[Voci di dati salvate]
• • • • •

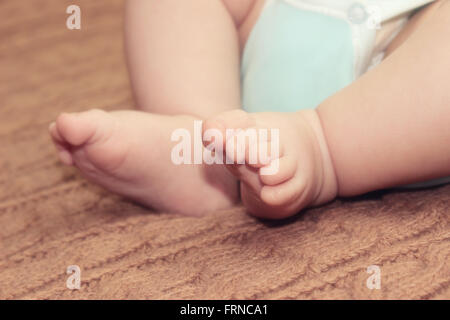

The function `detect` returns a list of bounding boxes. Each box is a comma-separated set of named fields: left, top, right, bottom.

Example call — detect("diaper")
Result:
left=241, top=0, right=450, bottom=188
left=241, top=0, right=433, bottom=112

• • • • •

**Cosa produrre:**
Cita parola per parola tutti i dati riportati sopra, lasciando fuori le immagini.

**Soluzione dell'esercizio:**
The function `detect` returns a list of bounding boxes. Each box is a comma-separated set of named fields: left, top, right, bottom.

Example call — detect("diaper")
Result:
left=241, top=0, right=450, bottom=188
left=241, top=0, right=433, bottom=112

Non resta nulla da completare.